# [Collected data]
————
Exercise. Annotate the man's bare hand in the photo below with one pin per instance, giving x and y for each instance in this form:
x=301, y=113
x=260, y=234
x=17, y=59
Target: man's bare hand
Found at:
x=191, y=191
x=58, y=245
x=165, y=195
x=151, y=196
————
# [Required task]
Turn the records into a Markdown table with two columns, "No." and "Line." Give each non-blank line its own row, numbered in order.

# [Task answer]
| No. | Line |
|---|---|
| 1 | Exercise. Annotate the man's bare hand in the photo below with one pin per instance, giving x and y for each instance in this form: |
| 2 | x=301, y=113 |
| 3 | x=260, y=234 |
| 4 | x=17, y=59 |
| 5 | Target: man's bare hand |
| 6 | Found at: |
| 7 | x=191, y=191 |
| 8 | x=58, y=245 |
| 9 | x=165, y=195 |
| 10 | x=151, y=196 |